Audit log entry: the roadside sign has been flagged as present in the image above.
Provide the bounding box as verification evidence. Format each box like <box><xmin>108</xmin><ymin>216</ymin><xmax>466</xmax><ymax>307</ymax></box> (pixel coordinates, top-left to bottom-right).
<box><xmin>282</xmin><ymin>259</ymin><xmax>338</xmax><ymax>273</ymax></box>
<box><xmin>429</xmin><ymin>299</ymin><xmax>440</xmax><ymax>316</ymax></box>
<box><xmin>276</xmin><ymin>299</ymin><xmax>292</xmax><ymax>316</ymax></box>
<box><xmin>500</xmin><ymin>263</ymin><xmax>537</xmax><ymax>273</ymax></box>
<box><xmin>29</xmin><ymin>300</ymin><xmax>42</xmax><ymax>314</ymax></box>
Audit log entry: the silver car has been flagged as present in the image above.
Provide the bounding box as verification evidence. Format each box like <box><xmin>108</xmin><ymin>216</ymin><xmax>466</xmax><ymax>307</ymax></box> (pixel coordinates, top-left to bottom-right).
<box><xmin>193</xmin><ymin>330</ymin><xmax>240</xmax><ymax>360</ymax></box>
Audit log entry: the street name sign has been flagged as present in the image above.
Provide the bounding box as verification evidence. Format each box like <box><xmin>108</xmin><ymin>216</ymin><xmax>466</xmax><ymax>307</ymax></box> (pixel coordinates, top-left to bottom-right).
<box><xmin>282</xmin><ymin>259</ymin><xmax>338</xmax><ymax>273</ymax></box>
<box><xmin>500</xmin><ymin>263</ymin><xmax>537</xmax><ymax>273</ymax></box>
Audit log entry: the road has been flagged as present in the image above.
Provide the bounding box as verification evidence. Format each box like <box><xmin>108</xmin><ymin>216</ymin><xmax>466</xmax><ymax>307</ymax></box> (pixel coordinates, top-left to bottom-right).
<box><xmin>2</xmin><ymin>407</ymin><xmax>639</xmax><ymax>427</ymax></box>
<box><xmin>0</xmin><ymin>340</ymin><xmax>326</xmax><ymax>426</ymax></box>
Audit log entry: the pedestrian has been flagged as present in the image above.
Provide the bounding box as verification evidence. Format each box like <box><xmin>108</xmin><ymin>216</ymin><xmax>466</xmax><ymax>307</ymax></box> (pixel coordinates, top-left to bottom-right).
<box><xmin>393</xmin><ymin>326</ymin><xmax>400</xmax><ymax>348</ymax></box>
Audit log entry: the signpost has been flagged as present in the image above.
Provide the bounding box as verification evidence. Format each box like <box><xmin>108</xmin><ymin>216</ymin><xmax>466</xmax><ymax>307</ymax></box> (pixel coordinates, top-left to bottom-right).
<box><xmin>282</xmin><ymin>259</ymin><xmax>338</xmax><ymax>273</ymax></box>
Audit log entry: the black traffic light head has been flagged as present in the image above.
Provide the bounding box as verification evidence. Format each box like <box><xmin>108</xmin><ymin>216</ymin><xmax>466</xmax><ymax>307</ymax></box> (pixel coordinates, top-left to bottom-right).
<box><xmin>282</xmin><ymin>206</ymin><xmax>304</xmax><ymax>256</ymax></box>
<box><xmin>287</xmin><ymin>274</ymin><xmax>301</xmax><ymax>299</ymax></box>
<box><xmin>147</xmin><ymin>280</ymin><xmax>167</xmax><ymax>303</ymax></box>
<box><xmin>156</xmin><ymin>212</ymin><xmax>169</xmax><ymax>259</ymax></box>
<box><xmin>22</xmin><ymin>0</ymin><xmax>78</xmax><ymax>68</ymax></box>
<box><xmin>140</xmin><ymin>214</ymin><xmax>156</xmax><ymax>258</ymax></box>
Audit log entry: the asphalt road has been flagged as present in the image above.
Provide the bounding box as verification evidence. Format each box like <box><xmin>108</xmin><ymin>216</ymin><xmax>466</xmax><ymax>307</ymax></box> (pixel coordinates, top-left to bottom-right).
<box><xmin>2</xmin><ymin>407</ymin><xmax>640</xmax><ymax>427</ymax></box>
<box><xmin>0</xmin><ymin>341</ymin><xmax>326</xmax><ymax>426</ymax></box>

________________

▸ **Goal**:
Locate every line in the records above that contains the word "image" and copy each of those lines.

▸ **Solution for this task**:
Audit log entry: the roadside sign has been flagged as present in the image above.
Audit log entry: the silver car has been flagged as present in the image above.
Audit log entry: the street name sign has been flagged as present in the image above.
Audit log entry: the road has been flagged as present in the image above.
Audit log entry: the pedestrian has been flagged as present in the image above.
Audit log entry: the signpost has been flagged as present in the image above.
Audit log entry: the black traffic light head has been flagged as present in the image above.
Audit log entry: the asphalt road has been flagged as present in the image above.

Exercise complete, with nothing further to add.